** Provided records follows **

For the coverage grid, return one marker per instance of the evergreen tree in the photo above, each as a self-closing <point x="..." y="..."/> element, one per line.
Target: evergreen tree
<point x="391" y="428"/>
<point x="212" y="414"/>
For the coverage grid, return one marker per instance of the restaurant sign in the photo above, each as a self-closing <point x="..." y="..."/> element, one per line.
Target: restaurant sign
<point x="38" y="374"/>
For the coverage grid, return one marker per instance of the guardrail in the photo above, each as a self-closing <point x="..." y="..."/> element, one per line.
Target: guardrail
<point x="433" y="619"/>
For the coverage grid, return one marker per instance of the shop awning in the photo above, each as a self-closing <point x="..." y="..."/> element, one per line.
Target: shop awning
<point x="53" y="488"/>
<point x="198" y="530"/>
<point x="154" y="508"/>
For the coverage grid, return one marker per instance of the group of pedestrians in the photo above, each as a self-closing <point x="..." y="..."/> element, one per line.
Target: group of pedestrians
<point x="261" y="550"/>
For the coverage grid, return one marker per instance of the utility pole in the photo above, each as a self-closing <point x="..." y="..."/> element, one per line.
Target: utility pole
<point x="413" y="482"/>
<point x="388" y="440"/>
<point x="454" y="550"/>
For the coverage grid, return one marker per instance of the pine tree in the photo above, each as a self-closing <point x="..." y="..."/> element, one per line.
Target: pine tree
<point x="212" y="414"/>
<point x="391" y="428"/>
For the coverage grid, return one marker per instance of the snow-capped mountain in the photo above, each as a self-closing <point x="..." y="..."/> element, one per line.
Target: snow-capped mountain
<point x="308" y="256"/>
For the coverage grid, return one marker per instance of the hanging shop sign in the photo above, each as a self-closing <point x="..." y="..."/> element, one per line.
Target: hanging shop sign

** End of Provided records **

[Instructions to follow]: The output consists solely of the lines from the line that contains "of the guardrail" through the final line of the data.

[Completed exercise]:
For the coverage grid, return one marker per instance of the guardrail in the photo above, each as a self-closing <point x="..." y="..."/> element, one per line.
Target: guardrail
<point x="433" y="619"/>
For the coverage grid, return one marker per instance of the shop awning in the photo above, each as a self-closing <point x="..." y="..."/> element, one per line.
Target: shop awning
<point x="53" y="488"/>
<point x="198" y="530"/>
<point x="154" y="508"/>
For the coverage grid, return one marker per instance of the group of pedestrians in the photo above, each as a self-closing <point x="..." y="..."/> element, one per line.
Target: group of pedestrians
<point x="261" y="550"/>
For the coverage grid, return one marker per instance of the utility pole in the photo above, each as a self-closing <point x="..." y="..."/> element, one per line.
Target: utility pole
<point x="413" y="482"/>
<point x="388" y="440"/>
<point x="454" y="550"/>
For the coverage grid, return one marker per instance of the pine tree in the photo above, each as a self-closing <point x="..." y="..."/> element, one per line.
Target: pine tree
<point x="212" y="414"/>
<point x="391" y="428"/>
For the coverage grid, return one marker per instance of the snow-capped mountain in the photo above, each as a self-closing <point x="..." y="..."/> element, one per line.
Target: snow-capped mountain
<point x="308" y="256"/>
For the coverage grid, return one marker per instance of the hanging shop sign in the photo above, each as a self-closing <point x="..." y="..."/> element, one per line.
Target: hanging shop sign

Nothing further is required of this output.